Stored dataset items:
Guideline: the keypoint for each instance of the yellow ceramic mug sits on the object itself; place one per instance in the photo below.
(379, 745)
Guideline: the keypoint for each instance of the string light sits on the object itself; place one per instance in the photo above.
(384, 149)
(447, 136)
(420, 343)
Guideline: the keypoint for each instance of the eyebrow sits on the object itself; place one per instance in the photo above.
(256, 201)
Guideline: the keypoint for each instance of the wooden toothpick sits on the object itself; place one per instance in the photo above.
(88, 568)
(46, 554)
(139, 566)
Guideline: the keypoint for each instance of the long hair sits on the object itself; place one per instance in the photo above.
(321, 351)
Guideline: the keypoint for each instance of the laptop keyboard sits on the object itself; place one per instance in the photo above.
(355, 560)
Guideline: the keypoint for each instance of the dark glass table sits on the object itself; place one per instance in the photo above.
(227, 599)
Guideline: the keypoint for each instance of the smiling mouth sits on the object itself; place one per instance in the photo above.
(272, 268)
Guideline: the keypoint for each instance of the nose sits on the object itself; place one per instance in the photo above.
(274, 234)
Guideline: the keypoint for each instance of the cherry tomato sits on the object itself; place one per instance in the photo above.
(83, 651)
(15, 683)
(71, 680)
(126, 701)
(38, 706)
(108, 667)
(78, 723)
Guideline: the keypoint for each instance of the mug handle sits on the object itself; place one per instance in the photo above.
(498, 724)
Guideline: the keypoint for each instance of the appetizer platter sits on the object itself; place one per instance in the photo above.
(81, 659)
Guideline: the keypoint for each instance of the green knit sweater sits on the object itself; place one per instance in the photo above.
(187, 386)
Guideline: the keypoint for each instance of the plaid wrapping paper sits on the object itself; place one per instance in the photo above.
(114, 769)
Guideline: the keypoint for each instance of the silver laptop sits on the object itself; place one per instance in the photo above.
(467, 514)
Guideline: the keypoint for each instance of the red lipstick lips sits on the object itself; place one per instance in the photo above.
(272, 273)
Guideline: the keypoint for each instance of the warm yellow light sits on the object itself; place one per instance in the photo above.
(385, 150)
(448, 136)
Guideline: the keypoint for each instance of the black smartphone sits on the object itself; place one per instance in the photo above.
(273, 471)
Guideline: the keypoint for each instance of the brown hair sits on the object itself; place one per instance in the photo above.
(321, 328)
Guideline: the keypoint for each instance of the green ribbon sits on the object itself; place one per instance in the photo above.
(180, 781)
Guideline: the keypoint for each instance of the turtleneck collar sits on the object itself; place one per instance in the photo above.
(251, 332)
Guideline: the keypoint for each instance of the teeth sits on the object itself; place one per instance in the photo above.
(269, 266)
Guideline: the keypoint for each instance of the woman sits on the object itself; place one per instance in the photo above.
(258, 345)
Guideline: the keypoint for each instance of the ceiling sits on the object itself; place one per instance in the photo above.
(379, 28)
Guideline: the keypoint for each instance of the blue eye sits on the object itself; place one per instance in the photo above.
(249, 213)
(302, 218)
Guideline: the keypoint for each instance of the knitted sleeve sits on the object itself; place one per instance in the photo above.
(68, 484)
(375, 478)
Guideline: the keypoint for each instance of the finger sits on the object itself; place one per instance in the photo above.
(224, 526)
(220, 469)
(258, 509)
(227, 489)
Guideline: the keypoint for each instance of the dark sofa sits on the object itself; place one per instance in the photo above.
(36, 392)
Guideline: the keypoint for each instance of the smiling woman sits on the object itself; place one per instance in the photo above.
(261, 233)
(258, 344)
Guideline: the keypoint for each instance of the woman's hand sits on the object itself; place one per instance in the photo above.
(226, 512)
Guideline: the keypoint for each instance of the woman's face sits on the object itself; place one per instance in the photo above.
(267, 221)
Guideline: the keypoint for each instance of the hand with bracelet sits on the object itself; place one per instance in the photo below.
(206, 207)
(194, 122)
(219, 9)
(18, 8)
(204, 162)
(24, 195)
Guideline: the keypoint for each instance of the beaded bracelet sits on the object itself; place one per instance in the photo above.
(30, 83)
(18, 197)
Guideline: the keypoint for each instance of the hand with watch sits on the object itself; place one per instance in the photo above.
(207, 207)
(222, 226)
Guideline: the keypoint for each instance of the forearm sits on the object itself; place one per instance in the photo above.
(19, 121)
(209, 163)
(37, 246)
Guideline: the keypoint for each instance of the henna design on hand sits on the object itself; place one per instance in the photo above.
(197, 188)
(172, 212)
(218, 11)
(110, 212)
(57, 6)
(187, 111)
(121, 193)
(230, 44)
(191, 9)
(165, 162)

*REQUIREMENT*.
Rename "Guideline" to "Instruction" everywhere in the records above and leave every other word and value unchanged.

*RESULT OF THIS TASK*.
Instruction: the keypoint for each instance of the yellow ceramic mug sits on the object itself; place one per instance in the photo below.
(379, 745)
Instruction: the keypoint for each instance of the string light sits on the object itself; place one per instance in the photo above.
(384, 149)
(447, 136)
(420, 343)
Instruction: the keypoint for each instance of the eyebrow sits on the object itself; place one per instance in the photo above.
(256, 201)
Instruction: the keypoint for each instance of the wooden toothpick sits on the object itself; place one per instance in the photo above.
(88, 568)
(46, 554)
(139, 566)
Instruction: the keypoint for each instance of the long hair sits on the object itself; place one per instance in the photo above.
(321, 351)
Instruction: the keypoint for each instance of the laptop keyboard sits on the object itself; place one per instance in the photo above.
(355, 560)
Instruction: the keypoint for each instance of the dark glass table sits on the object itself; place one per instance in the photo above.
(227, 599)
Instruction: the keypoint for each instance of the smiling mouth sits on the object itself; place one per instance in the photo above.
(272, 268)
Instruction: the keypoint for each instance of the nose sits on the object itself; place one per instance in the photo above.
(274, 234)
Instruction: the keypoint for each instance of the cherry tomato sits on the object itself; place one per instance in the photo above.
(83, 651)
(15, 683)
(71, 680)
(126, 701)
(38, 706)
(108, 667)
(78, 723)
Instruction: the keypoint for each instance of the mug handle sits on the object itself; place one per instance in the photo above.
(498, 724)
Instruction: the keypoint for each instance of the appetizer platter sits on the object itself; place one per instance in the photo above.
(81, 659)
Instruction: the keypoint for each instance of the green knit sweater sits on the object itself; place one per instance in the photo above.
(187, 386)
Instruction: the keypoint for each instance of the plaid wrapping paper sits on the object itself; place one per instance in the photo above.
(114, 769)
Instruction: the keypoint for each instance of the silver laptop sits on the object itself; place one per instance in the photo above.
(467, 514)
Instruction: the keypoint for each instance of the red lipstick lips sits on the object itself; place one per instance in the photo above.
(272, 273)
Instruction: the keypoint for each instance of the warm yellow light sits on the object itself; place one per instance in the photo above.
(385, 150)
(448, 136)
Instruction: the keypoint for each instance of the black smartphone sits on the object itself; place one per instance in the photo above.
(273, 471)
Instruction: the keypoint for each instance of the brown hair sits on the object itself; place one per instance in the photo above.
(321, 328)
Instruction: the keypoint for each instance of the green ribbon sits on the object itself; place one per instance in the photo above.
(180, 781)
Instruction: the keypoint for each instance of the turtleneck collar sits on the object itself; place one per instance in the photo above.
(251, 332)
Instruction: the keypoint for each instance of the teeth sits on the object itself; place one per instance in the photo above.
(269, 266)
Instruction: the keypoint for each instance of the woman sits on the object itself; place one per instance in the photo above.
(258, 345)
Instruction: the keypoint for each instance of the ceiling sits on the object itself; place one per instance in the photo above.
(379, 28)
Instruction: the keypoint for each instance of the blue eye sits on the object itself; place one per instance in the photo above.
(249, 213)
(302, 218)
Instruction: the keypoint for each instance of the knitted sleeve sits on the object itself; place one per instance in the photo above.
(68, 484)
(375, 478)
Instruction: the keypoint for each instance of the finger sits on the object itself; place one per instance in the photo above.
(224, 526)
(220, 469)
(258, 509)
(227, 489)
Instruction: the keypoint for each instance of the dark sofa sits on the object itself; place one per instance in the photo above.
(36, 392)
Instruction: the keypoint for each instance of the smiling woman sits on the object itself; place one per instance in the photo above.
(261, 233)
(258, 344)
Instruction: the keypoint for each instance of the woman's hand sits on the object itself; place one per instance in the photo above.
(226, 512)
Instruction: the keypoint for each instance of the woman's face sits on the object itself; place one per instance in the photo above.
(267, 221)
Instruction: the keypoint for each instance of the hand with bracelet sits on the object itself; place one per instance in the photo below.
(206, 207)
(194, 122)
(219, 9)
(18, 8)
(204, 162)
(24, 195)
Instruction: the keypoint for each instance of the beaded bracelet sits on the object itself; place one per instance in the photo above.
(30, 83)
(18, 197)
Instruction: the keypoint for each instance of the hand with watch sits on the object itself; place one per instance in the photo above.
(207, 207)
(222, 226)
Instruction: the keypoint for each instance of the forearm sits on the object itself; place one per instance in the photo above.
(19, 121)
(209, 163)
(37, 246)
Instruction: the keypoint for each instance of the henna design on hand sits on the object itself; place one per instance in the photo above.
(197, 188)
(172, 212)
(218, 11)
(110, 212)
(57, 6)
(187, 111)
(121, 193)
(230, 44)
(191, 9)
(165, 162)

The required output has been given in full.